AIM OF THE EXERCISE: Return every line of the data below that contains the string "cloud", matching its case exactly.

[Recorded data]
--- Start ---

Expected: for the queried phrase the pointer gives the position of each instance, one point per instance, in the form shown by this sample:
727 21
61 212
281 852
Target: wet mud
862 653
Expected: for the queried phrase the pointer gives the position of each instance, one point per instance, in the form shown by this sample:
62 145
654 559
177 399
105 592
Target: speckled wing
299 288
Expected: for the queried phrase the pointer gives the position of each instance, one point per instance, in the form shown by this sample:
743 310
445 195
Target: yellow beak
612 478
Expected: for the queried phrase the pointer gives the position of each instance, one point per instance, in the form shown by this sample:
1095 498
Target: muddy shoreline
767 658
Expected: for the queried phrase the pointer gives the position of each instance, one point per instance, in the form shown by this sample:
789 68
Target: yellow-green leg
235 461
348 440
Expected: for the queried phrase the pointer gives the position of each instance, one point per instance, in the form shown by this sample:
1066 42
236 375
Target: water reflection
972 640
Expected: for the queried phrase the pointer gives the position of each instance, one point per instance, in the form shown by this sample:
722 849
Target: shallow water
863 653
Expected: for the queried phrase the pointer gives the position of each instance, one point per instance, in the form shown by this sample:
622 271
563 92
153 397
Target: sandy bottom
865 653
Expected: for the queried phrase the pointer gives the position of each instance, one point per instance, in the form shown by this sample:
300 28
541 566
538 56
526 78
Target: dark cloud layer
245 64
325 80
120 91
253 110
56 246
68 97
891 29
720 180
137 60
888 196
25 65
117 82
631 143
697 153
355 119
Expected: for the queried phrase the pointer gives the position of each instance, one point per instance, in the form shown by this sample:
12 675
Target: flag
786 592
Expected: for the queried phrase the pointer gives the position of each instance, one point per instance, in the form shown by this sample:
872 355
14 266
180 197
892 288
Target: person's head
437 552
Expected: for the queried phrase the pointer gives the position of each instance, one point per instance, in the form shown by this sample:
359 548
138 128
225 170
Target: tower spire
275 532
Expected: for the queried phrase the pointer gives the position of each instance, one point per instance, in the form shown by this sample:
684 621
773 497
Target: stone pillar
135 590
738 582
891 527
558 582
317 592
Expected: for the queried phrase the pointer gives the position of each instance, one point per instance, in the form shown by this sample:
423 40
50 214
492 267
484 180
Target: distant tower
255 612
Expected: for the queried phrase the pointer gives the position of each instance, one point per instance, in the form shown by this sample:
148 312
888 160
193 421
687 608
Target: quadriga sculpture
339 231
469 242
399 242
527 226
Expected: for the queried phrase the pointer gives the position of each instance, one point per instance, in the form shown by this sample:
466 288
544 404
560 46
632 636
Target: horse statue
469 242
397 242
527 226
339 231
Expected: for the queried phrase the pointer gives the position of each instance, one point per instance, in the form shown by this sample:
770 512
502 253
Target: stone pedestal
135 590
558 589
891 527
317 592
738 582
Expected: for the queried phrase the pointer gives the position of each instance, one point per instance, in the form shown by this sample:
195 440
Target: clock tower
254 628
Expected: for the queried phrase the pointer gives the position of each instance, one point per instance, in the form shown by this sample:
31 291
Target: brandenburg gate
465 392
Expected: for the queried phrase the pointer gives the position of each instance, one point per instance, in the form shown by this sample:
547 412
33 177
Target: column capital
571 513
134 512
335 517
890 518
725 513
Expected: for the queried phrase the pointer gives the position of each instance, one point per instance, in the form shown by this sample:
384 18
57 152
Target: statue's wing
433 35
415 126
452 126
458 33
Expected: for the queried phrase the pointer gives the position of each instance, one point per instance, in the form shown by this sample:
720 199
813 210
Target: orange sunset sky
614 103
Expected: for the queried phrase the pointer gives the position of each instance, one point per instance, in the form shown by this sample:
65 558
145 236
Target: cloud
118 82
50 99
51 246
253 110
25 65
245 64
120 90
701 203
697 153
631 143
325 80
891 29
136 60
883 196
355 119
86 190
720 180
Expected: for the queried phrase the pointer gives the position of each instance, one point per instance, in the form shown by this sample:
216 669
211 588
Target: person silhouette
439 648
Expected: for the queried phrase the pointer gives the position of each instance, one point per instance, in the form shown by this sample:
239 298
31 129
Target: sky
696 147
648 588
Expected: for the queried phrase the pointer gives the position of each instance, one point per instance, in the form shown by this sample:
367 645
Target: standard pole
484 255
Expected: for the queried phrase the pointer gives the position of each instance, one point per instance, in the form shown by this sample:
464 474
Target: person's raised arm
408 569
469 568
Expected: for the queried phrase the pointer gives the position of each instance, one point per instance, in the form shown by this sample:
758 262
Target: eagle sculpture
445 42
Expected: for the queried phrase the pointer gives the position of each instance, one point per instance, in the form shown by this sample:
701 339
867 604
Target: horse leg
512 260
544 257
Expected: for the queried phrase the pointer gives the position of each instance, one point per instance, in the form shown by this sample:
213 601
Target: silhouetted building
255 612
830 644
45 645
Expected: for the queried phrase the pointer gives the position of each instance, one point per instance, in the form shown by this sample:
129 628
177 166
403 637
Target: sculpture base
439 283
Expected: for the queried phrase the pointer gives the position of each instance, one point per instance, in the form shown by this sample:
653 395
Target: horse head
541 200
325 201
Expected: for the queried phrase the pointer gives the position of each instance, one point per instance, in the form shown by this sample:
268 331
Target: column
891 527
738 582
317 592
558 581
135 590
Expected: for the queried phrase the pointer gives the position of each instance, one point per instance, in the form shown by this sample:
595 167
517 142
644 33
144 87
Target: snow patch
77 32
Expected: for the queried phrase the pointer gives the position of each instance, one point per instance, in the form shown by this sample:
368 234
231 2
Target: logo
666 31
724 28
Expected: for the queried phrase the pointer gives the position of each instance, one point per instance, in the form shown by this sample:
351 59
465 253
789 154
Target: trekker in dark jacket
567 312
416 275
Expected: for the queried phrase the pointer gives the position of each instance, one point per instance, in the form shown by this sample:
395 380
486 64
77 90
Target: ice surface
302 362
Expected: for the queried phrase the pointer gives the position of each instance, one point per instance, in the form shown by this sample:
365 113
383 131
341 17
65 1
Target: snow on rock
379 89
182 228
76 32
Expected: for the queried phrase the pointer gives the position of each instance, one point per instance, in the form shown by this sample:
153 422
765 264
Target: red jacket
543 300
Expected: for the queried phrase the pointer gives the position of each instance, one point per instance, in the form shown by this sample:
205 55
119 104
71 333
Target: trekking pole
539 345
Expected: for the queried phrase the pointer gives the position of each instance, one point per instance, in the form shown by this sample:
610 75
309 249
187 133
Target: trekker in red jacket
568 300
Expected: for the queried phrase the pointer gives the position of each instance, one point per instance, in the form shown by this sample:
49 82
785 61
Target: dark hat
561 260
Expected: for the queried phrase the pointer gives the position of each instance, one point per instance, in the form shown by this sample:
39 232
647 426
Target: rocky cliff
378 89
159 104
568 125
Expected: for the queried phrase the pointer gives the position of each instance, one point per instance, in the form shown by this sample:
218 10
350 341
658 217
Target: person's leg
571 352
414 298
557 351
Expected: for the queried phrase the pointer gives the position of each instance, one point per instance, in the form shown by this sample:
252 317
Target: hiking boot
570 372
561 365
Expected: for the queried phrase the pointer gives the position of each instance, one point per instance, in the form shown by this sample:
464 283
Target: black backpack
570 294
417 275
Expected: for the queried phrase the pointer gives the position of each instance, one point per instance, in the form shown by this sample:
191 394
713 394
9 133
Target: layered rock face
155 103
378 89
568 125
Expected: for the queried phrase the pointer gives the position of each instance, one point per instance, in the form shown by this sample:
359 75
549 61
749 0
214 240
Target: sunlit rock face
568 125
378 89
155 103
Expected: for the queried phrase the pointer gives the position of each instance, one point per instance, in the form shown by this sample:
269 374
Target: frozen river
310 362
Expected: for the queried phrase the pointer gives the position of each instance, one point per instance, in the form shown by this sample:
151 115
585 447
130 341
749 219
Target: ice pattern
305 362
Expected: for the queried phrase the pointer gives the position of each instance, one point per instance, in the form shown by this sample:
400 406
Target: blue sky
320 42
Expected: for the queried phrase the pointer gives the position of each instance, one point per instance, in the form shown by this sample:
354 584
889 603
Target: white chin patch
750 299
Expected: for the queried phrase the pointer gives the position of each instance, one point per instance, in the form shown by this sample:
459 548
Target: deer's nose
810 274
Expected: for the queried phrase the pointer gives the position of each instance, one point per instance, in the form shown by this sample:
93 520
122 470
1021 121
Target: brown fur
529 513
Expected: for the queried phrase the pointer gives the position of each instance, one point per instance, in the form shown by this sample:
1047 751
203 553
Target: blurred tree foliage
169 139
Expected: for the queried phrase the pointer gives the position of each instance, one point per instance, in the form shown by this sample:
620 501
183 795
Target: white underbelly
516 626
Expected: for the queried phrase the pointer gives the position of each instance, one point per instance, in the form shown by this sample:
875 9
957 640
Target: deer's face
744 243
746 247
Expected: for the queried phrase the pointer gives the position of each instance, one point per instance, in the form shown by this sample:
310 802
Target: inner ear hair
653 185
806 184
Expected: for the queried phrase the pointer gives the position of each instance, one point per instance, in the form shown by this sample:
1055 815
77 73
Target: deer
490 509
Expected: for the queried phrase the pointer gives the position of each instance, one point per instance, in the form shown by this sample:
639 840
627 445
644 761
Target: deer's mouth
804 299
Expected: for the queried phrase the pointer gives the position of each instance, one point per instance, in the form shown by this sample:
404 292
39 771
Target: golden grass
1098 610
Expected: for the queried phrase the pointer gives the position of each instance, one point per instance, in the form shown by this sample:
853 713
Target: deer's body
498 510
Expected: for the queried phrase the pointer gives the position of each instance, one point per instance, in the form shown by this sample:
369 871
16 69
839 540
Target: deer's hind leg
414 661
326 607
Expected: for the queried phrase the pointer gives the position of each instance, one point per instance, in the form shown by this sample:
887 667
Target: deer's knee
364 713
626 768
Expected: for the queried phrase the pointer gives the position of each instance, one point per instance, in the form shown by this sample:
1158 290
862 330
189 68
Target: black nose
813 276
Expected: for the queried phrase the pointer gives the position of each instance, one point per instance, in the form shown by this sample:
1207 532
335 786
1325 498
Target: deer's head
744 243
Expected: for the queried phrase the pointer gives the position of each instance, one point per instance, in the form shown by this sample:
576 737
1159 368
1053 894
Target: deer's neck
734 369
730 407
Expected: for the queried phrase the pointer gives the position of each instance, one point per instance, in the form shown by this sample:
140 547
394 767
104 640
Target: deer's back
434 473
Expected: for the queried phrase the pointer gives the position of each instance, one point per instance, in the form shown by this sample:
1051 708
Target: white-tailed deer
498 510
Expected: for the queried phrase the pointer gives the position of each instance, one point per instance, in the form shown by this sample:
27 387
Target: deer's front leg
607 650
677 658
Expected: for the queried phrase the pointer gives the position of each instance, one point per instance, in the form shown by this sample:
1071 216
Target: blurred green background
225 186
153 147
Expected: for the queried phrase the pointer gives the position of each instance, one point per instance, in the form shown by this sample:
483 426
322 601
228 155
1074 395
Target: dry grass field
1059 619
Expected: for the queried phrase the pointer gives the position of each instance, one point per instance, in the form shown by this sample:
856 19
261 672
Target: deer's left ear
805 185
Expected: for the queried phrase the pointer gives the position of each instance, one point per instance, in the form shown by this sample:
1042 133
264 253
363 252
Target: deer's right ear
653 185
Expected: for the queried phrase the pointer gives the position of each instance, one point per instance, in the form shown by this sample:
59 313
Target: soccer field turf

--- End ---

RESPONSE TO THE TASK:
Target: dark cloud layer
Target: cloud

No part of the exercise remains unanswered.